**Fonte**
########################################

Seu Governo, marcado pelo esforço de modernização urbana e pela crença inabalável no poder disciplinador das instituições — desde que essas instituições obedecessem aos acordos das oligarquias — resume bem a estética política da época: uma elite provinciana com maneiras afrancesadas, acreditando governar um Brasil que só existia nas sacadas do Theatro Municipal. Washington Luís era, de certa forma, o último personagem daquela República dos grandes cafeicultores, dos arranjos coronelistas e das eleições coreografadas que davam ao povo o papel secundário de figurante sem falas.

“Washington Luís acreditava numa República racional, técnica e polida — uma espécie de país idealizado onde conflitos poderiam ser resolvidos com decretos, estradas e ternos bem cortados. No entanto, governou um Brasil convulsionado, desigual, imprevisível e pragmático. A distância entre o país real e o país que ele imaginava foi justamente o buraco onde sua presidência caiu.”

########################################

**Dados de origem**
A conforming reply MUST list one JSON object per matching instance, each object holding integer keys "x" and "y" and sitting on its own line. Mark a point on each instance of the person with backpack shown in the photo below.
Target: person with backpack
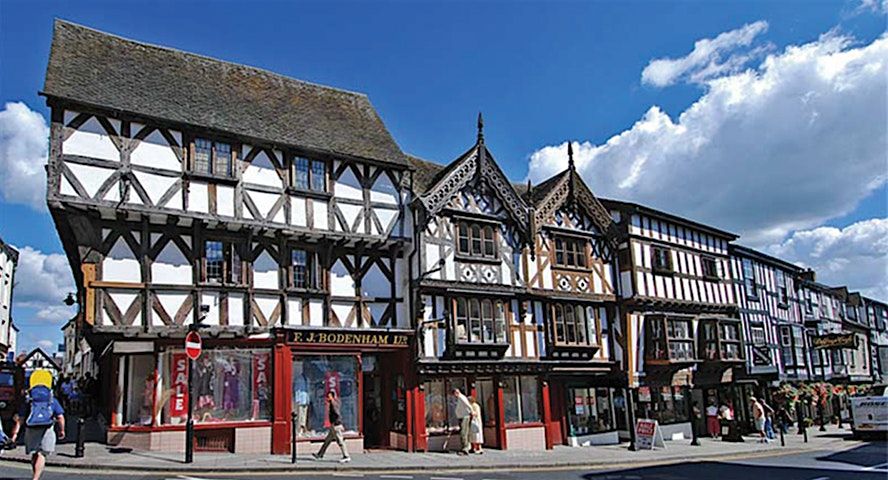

########################################

**Tarefa proposta 1**
Reproduza fielmente o trecho do texto sobre Washington Luís situado entre "Seu Governo, marcado" e "figurante sem falas.", inclusive.
**Tarefa proposta 2**
Prossiga com o texto sobre Washington Luís a partir de sua última frase.

**Resultado do exercício 1**
Seu Governo, marcado pelo esforço de modernização urbana e pela crença inabalável no poder disciplinador das instituições — desde que essas instituições obedecessem aos acordos das oligarquias — resume bem a estética política da época: uma elite provinciana com maneiras afrancesadas, acreditando governar um Brasil que só existia nas sacadas do Theatro Municipal. Washington Luís era, de certa forma, o último personagem daquela República dos grandes cafeicultores, dos arranjos coronelistas e das eleições coreografadas que davam ao povo o papel secundário de figurante sem falas.

**Resultado do exercício 2**
No entanto, reduzir Washington Luís a um dândi de terno engomado seria injusto. Ele era, sim, sofisticado — e adorava exibir essa sofisticação — mas também era obstinado. Como prefeito e depois governador de São Paulo, empenhou-se em obras de infraestrutura, especialmente rodovias, abrindo caminho para um país que insistia em acreditar que tinha vocação para o asfalto, quando, na verdade, ainda tropeçava em suas próprias vielas. Na presidência, tentou repetir o experimento: modernizar, organizar, centralizar. Uma receita que funcionava no papel, mas falhava diante da economia caótica, do estopim social crescente e de uma classe política que só respeitava pactos enquanto lucrava com eles.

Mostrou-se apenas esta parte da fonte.